Items from a dataset =>
------------------------------------------------------------

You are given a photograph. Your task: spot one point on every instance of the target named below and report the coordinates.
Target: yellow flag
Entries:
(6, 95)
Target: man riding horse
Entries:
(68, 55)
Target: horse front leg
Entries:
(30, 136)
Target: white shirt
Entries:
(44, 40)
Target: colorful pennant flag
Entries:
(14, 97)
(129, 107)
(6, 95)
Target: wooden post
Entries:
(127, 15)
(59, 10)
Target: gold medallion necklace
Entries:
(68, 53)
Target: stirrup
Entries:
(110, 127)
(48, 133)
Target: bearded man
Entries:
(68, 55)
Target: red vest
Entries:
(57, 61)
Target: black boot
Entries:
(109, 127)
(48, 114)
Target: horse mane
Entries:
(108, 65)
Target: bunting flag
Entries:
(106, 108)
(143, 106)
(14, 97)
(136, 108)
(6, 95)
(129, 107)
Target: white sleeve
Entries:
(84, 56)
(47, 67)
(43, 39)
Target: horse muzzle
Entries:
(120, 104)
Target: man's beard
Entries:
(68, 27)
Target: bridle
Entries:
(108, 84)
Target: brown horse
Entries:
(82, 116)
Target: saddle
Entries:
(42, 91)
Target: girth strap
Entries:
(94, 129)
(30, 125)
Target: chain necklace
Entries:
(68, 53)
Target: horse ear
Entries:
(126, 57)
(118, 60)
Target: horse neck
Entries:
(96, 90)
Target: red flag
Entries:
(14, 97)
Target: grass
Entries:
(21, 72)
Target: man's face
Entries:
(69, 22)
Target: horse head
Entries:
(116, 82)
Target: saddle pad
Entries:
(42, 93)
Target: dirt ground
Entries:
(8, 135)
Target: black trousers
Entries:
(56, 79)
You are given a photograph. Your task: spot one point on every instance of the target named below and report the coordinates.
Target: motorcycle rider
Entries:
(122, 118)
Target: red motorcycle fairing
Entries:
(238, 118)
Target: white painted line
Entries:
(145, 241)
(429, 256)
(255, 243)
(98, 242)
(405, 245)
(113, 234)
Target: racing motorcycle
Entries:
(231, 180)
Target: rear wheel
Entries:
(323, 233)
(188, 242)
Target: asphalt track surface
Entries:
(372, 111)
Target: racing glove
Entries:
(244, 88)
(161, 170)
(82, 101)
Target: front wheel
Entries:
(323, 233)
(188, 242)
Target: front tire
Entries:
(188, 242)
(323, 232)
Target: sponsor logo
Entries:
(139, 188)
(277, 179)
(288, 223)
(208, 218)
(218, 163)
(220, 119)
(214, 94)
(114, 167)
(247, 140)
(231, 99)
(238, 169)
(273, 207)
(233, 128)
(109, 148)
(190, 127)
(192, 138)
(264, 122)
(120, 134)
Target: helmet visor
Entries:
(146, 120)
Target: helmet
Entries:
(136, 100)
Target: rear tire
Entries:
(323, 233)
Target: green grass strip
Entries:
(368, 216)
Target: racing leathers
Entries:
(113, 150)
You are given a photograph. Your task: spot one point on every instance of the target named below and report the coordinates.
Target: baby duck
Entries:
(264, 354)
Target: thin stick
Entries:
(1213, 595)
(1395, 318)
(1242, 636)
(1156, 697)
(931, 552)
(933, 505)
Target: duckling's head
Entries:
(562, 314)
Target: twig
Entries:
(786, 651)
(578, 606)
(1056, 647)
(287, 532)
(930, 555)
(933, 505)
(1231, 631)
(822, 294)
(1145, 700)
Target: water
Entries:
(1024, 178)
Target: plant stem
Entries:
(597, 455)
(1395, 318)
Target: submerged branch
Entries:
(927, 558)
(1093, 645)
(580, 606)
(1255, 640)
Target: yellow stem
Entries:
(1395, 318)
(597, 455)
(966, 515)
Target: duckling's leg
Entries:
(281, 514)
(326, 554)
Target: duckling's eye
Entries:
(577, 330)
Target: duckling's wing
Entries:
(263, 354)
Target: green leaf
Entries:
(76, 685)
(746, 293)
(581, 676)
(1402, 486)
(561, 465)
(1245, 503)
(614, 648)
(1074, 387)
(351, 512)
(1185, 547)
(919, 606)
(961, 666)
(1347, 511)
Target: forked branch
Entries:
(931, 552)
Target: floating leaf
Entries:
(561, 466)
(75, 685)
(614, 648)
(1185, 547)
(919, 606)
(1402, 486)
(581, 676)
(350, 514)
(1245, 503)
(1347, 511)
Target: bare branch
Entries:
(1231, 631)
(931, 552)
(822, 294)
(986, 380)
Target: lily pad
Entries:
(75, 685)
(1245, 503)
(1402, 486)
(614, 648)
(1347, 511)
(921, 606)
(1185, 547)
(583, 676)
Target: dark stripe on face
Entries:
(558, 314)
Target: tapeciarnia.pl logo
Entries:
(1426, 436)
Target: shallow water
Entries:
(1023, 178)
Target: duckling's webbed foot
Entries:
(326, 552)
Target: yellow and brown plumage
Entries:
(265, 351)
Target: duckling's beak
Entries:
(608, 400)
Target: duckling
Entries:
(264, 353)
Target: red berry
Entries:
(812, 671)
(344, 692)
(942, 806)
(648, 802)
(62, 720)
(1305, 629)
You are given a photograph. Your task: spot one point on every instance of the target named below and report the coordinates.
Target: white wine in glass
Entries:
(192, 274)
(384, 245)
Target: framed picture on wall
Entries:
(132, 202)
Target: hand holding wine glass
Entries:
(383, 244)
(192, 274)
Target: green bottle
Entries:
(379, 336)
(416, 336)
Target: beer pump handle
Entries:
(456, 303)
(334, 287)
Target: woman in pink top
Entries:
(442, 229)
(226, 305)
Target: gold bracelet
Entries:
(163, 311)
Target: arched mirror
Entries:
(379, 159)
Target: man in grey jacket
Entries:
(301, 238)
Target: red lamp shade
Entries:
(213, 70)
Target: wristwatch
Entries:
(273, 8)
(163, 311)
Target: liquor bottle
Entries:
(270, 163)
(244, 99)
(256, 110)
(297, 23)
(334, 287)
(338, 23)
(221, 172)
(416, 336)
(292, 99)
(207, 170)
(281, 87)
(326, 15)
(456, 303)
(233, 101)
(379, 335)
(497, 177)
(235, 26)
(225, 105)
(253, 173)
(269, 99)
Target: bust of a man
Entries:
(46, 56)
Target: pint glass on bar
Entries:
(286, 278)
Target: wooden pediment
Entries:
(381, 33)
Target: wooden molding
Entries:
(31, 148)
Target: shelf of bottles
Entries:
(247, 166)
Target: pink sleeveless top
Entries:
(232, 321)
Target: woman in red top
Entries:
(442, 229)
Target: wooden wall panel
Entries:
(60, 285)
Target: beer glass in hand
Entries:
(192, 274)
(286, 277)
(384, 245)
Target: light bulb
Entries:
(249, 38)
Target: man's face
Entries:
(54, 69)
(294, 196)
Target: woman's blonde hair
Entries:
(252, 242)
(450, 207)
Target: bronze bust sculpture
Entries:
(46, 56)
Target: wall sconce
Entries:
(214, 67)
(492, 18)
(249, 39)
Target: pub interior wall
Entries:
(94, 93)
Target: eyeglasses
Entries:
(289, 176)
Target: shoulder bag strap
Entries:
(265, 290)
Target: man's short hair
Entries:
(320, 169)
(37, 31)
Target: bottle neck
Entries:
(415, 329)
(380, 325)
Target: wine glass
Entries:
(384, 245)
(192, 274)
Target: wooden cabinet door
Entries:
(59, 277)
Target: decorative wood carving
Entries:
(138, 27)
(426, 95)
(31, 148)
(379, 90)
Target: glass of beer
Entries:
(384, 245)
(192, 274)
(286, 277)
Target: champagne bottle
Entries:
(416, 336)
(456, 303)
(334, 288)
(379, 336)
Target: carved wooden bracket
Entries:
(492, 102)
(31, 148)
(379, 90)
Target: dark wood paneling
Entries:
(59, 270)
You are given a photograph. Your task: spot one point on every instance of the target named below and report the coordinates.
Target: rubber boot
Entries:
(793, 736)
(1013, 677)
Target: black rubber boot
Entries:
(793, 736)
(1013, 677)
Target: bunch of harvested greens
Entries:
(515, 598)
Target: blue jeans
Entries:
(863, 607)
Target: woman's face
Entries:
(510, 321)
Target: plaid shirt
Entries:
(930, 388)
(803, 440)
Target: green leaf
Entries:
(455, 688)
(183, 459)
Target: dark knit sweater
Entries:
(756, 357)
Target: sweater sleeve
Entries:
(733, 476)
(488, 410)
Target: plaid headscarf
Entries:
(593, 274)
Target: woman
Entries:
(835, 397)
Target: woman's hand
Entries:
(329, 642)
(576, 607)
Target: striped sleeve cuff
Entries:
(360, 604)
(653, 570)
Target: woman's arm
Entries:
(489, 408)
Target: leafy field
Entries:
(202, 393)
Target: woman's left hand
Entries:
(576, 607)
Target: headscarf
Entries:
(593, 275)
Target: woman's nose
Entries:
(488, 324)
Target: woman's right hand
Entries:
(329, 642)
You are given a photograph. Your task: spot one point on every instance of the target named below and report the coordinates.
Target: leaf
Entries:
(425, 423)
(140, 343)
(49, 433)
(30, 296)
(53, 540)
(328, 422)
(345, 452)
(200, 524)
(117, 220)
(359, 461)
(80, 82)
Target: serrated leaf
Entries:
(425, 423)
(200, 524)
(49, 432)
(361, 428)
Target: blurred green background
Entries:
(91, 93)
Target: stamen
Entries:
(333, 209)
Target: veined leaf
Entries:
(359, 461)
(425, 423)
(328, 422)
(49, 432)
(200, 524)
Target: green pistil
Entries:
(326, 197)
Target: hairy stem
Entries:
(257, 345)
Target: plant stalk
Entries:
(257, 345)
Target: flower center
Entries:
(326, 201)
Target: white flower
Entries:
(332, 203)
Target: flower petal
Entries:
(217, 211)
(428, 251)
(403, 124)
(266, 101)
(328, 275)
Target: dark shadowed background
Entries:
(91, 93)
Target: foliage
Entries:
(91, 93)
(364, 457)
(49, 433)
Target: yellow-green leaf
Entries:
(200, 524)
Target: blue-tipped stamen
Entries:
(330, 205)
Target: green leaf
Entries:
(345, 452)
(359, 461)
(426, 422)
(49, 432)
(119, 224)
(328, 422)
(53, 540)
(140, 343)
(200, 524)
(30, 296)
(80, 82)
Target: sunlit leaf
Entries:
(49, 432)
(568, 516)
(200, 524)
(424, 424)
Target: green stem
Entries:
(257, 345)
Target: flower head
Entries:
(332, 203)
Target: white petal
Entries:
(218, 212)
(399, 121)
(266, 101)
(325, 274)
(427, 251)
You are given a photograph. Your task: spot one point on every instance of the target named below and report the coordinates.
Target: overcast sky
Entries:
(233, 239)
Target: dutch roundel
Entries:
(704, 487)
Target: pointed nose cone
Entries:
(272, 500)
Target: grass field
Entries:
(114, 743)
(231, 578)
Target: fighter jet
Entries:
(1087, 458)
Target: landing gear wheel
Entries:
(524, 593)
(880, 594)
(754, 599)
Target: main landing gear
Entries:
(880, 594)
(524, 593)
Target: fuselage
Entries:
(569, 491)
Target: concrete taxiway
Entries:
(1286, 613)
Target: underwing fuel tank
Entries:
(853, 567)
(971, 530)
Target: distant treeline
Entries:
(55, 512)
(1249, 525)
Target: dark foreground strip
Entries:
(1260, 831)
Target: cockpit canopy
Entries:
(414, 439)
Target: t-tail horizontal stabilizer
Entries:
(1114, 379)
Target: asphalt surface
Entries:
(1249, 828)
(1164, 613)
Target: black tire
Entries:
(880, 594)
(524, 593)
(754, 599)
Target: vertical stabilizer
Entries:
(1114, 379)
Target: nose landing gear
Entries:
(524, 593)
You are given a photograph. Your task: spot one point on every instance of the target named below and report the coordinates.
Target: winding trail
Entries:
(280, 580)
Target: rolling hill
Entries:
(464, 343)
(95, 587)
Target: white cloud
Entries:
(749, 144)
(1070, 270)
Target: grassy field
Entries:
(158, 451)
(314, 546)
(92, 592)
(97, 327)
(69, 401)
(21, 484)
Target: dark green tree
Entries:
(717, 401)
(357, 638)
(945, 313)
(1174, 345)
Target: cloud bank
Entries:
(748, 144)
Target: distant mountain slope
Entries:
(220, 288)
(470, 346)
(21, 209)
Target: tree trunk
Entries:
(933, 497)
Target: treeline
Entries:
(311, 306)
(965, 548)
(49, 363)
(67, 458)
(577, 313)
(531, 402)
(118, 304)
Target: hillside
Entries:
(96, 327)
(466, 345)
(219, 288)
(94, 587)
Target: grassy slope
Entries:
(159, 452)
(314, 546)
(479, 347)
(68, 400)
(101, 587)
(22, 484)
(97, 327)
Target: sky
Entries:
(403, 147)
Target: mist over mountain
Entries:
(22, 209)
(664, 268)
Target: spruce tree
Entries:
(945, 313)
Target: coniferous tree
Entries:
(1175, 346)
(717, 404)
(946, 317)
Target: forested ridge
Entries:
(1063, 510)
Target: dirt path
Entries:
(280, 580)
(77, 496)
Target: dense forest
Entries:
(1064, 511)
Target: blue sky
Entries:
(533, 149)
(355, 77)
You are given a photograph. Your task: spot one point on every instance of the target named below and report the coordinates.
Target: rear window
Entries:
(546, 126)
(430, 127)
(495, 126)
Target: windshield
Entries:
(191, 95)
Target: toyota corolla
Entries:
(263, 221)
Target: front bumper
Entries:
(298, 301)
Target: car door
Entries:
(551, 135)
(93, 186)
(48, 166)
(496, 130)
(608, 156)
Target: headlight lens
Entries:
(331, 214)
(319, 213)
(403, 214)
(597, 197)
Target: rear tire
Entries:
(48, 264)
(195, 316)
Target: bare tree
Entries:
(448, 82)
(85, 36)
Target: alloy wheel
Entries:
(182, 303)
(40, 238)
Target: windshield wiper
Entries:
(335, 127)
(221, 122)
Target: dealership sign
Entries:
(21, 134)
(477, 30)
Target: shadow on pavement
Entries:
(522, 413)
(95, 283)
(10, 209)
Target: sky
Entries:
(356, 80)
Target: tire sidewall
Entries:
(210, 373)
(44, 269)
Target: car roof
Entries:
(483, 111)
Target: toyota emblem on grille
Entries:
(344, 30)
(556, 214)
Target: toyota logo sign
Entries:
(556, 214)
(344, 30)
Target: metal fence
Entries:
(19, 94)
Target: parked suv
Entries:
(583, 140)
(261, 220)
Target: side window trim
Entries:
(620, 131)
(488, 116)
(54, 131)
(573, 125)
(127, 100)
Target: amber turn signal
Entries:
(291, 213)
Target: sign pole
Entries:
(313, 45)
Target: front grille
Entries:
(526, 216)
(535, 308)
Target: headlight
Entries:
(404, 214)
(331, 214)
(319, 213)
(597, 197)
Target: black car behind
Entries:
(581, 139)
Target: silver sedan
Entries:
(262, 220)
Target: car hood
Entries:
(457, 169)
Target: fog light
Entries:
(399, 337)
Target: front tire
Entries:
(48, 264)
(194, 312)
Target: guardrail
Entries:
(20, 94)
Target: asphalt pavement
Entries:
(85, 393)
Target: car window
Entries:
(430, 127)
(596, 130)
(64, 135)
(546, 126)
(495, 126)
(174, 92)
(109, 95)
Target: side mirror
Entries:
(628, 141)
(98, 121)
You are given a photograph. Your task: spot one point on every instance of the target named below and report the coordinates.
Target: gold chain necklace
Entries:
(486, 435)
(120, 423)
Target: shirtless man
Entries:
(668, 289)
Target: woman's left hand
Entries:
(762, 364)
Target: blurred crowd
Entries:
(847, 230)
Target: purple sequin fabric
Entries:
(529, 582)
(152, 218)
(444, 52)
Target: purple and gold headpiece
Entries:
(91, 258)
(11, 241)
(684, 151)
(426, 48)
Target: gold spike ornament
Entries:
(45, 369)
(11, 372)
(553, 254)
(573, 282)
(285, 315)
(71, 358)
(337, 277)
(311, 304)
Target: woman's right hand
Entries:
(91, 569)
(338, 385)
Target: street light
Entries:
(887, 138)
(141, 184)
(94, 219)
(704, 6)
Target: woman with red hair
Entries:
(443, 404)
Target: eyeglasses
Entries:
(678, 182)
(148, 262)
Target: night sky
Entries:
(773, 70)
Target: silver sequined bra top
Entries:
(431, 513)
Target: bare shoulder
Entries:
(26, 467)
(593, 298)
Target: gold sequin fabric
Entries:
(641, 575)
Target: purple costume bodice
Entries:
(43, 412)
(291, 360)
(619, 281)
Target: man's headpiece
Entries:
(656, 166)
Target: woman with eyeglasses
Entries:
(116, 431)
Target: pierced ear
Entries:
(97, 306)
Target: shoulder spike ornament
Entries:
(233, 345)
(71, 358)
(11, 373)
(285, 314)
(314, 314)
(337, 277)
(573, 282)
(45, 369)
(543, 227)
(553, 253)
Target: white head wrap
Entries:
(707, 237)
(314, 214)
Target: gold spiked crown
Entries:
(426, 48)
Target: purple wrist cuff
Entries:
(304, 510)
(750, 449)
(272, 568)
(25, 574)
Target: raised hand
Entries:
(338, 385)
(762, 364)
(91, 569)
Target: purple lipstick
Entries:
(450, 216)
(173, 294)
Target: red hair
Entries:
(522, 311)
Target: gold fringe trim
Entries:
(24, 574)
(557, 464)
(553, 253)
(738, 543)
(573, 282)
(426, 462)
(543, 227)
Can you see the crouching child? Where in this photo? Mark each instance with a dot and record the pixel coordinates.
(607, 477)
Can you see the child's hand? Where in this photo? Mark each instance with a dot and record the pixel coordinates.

------------------------------------------------------------

THE TASK => Give back exactly the lines above starting at the line where "Target: champagne bottle" appears and ending at the line where "Target: woman's hand" appears, both included, with no other lines.

COMPLETED EXERCISE =>
Target: champagne bottle
Entries:
(416, 336)
(456, 303)
(334, 288)
(379, 336)
Target: carved wooden bracket
Entries:
(492, 102)
(31, 148)
(379, 90)
Target: dark wood paneling
Entries:
(59, 270)
You are given a photograph. Your task: spot one point on every instance of the target named below and report the coordinates.
Target: rubber boot
Entries:
(793, 736)
(1013, 677)
Target: black rubber boot
Entries:
(793, 736)
(1013, 677)
Target: bunch of harvested greens
Entries:
(515, 598)
Target: blue jeans
Entries:
(863, 607)
Target: woman's face
Entries:
(510, 321)
Target: plaid shirt
Entries:
(930, 388)
(803, 440)
Target: green leaf
Entries:
(455, 688)
(183, 459)
Target: dark knit sweater
Entries:
(756, 357)
Target: sweater sleeve
Entries:
(733, 476)
(488, 410)
Target: plaid headscarf
Entries:
(593, 274)
Target: woman
Entries:
(835, 397)
Target: woman's hand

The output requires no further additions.